> _Exercise inputs_:
^^^^^^^^
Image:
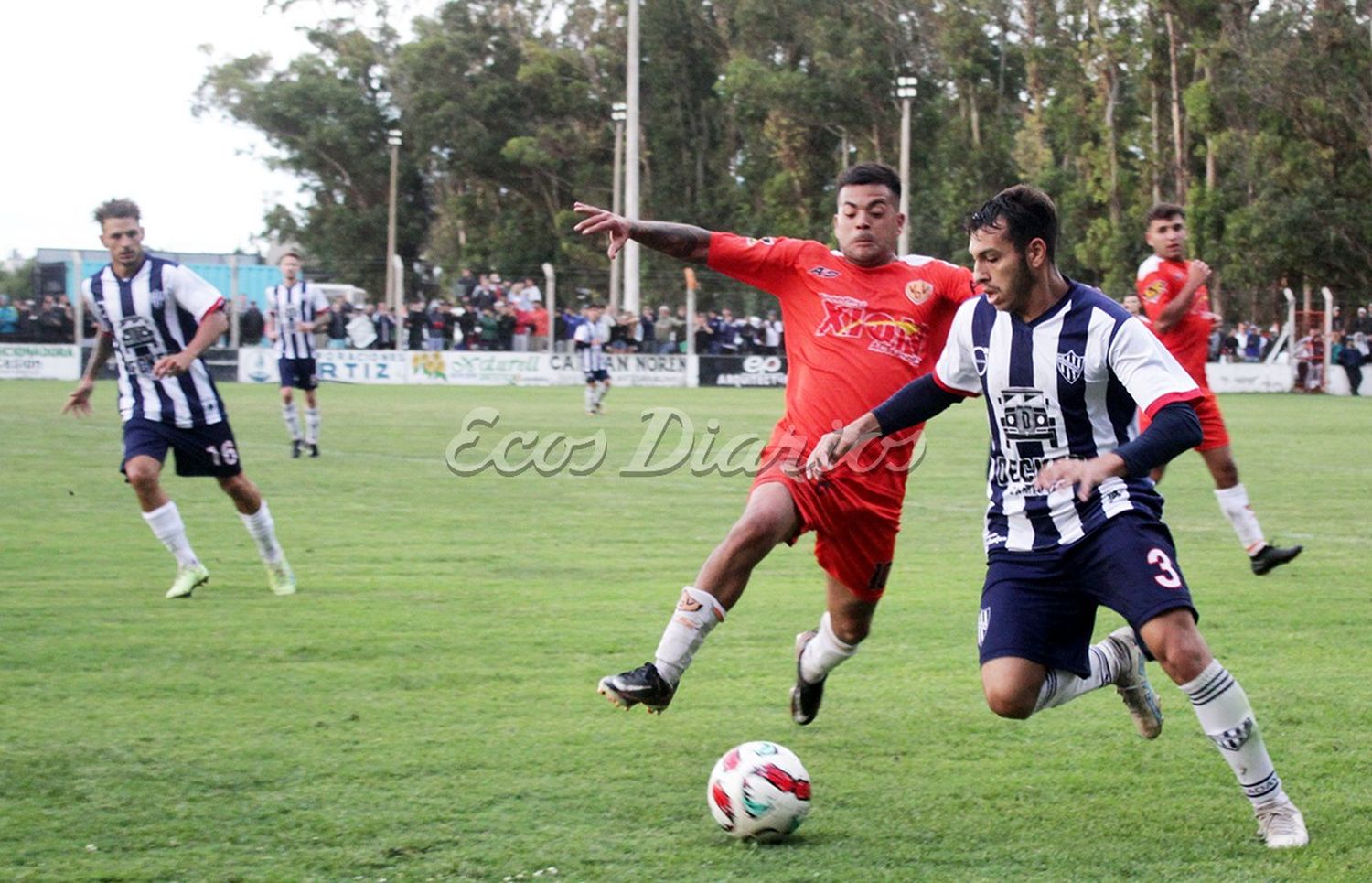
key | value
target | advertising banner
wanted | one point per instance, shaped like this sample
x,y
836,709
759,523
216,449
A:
x,y
626,370
743,371
257,364
38,361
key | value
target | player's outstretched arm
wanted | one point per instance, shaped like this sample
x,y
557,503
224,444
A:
x,y
680,241
834,447
1174,430
79,401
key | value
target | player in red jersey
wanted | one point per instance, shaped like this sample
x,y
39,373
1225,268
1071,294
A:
x,y
861,323
1177,301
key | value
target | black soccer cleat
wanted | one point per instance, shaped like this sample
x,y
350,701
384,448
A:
x,y
644,685
1272,556
806,696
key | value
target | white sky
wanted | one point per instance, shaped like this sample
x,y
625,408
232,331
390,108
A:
x,y
84,84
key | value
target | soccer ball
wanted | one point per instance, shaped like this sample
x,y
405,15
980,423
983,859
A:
x,y
759,791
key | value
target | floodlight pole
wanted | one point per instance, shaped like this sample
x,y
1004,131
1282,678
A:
x,y
905,91
392,139
617,113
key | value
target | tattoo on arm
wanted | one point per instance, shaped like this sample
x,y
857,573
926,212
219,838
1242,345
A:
x,y
680,241
101,354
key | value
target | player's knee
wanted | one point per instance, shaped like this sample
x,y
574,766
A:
x,y
1182,652
1009,702
754,533
142,477
851,630
1226,474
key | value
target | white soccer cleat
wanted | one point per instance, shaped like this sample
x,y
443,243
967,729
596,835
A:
x,y
280,577
188,578
1281,824
1132,683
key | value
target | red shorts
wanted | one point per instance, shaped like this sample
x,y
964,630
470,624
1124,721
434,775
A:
x,y
853,517
1212,422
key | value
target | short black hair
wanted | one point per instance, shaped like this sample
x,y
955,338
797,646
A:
x,y
870,173
1024,211
1163,211
117,209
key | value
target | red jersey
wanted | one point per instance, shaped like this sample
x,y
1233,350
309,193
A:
x,y
853,334
1158,283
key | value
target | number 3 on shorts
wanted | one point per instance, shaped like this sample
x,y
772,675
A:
x,y
228,455
1169,578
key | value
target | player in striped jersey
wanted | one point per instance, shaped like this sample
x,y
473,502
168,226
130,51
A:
x,y
1075,521
294,313
158,316
590,339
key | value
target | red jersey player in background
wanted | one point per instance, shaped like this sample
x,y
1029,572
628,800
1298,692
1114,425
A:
x,y
861,323
1177,302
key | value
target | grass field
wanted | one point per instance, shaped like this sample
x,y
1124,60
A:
x,y
425,707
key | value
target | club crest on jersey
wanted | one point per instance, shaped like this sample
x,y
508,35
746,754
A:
x,y
1069,365
918,291
885,332
979,359
1024,415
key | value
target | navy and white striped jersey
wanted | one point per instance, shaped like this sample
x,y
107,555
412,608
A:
x,y
1067,384
155,313
290,305
593,335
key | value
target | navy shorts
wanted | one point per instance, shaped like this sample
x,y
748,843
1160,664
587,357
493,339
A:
x,y
1042,606
298,372
199,451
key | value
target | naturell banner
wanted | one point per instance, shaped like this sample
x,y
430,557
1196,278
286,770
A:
x,y
38,361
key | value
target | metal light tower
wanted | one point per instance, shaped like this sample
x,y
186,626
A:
x,y
631,164
619,112
392,137
905,91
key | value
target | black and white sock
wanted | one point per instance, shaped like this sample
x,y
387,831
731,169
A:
x,y
1227,718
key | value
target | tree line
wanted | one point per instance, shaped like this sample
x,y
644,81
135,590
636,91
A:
x,y
1256,115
^^^^^^^^
> _What you should do_: Your task is to repeat the listing exactly while omitting its pictures.

> _Your solution_:
Image:
key | value
target | advertising banner
wanted | one point per instance, shaped like this sample
x,y
836,709
759,523
216,449
A:
x,y
626,370
743,371
257,364
38,361
key | value
target | player's outstretched arm
wanted | one point per instance, shaped like this sample
x,y
557,503
224,444
A:
x,y
680,241
834,447
1174,430
79,401
key | value
target | player in red jersey
wanted | one point per instance, shaped like this sample
x,y
39,373
1225,268
1071,294
A:
x,y
861,323
1177,301
key | value
target | black soccer cleat
wanted | one point per instance, shaped like this sample
x,y
350,701
384,448
A:
x,y
644,685
1272,556
806,696
key | value
target | white sky
wanted | one point per instance, shaped like this sample
x,y
625,408
232,331
390,108
A:
x,y
84,84
key | value
target | soccer ball
wanted | one point per instance, shaped like this sample
x,y
405,15
980,423
983,859
A:
x,y
759,791
key | value
target | floodlight pole
wanted | one point per instance, shaped like this sample
x,y
1004,131
1282,678
A:
x,y
905,91
392,139
617,113
key | value
target | tattoo on arm
wanted | one point per instance, shaped like this sample
x,y
857,573
926,212
219,838
1242,345
A:
x,y
680,241
101,354
key | value
target | player's knee
wanted | one point per instance, shaped like this sample
x,y
574,766
A:
x,y
1182,652
1009,702
754,533
142,477
851,630
1226,474
key | value
target | white soccer cleat
wanted | one point per instance, shaped like this sample
x,y
443,243
967,729
596,835
A:
x,y
280,577
188,578
1281,824
1132,683
key | value
target | red shorts
wanted | one point per instance, shaped like this sample
x,y
964,630
470,624
1124,721
434,775
A:
x,y
853,517
1212,422
key | value
target | short black hair
wanted | one point per instance, shaped like this sample
x,y
955,338
797,646
A:
x,y
870,173
1024,211
1163,211
117,209
key | value
target | red jersey
wanted | one point per instance, shaped like this sample
x,y
1233,350
309,193
A:
x,y
853,334
1158,283
key | value
target | number 3 on shorts
wanted | one point per instance, shaped like this sample
x,y
772,675
A:
x,y
228,455
1169,578
key | value
target | player in striped jersey
wanted | one point per instance, shaped like this sample
x,y
473,502
168,226
130,51
A:
x,y
1075,521
294,313
158,316
590,339
key | value
target | red jersey player in background
wanted | one point per instance, shaped like this sample
x,y
1029,572
628,800
1298,692
1114,425
A:
x,y
861,323
1177,302
key | value
target | grass field
wanted | one point per instance, shaped like this sample
x,y
1124,60
A:
x,y
425,707
key | value
target | club crest on jersey
wanted | one point per instance, shaped like this sample
x,y
508,35
746,754
A:
x,y
1069,365
918,291
885,332
979,359
1024,415
key | value
target | navy and white striped jersey
wanted | one point per instance, shaped like this sample
x,y
107,555
412,608
A:
x,y
1067,384
155,313
290,305
593,335
key | value
target | navy shorts
wanted | one point per instance, shaped like this sample
x,y
748,843
1160,664
587,357
493,339
A:
x,y
1042,606
298,372
199,451
key | value
target | naturell banner
wanted | one point per instance, shaped like this sample
x,y
430,557
1196,278
286,770
A:
x,y
38,361
key | value
target | metal light tower
wanted | one point per instance, shaped like this sample
x,y
186,626
A:
x,y
631,164
619,112
392,137
905,91
key | value
target | black and white sock
wanted | one point per instance, shaped like this sample
x,y
387,831
731,169
A:
x,y
1227,718
key | value
target | tree line
wanted | one point per instance, shaped like this sample
x,y
644,81
135,590
636,91
A:
x,y
1256,115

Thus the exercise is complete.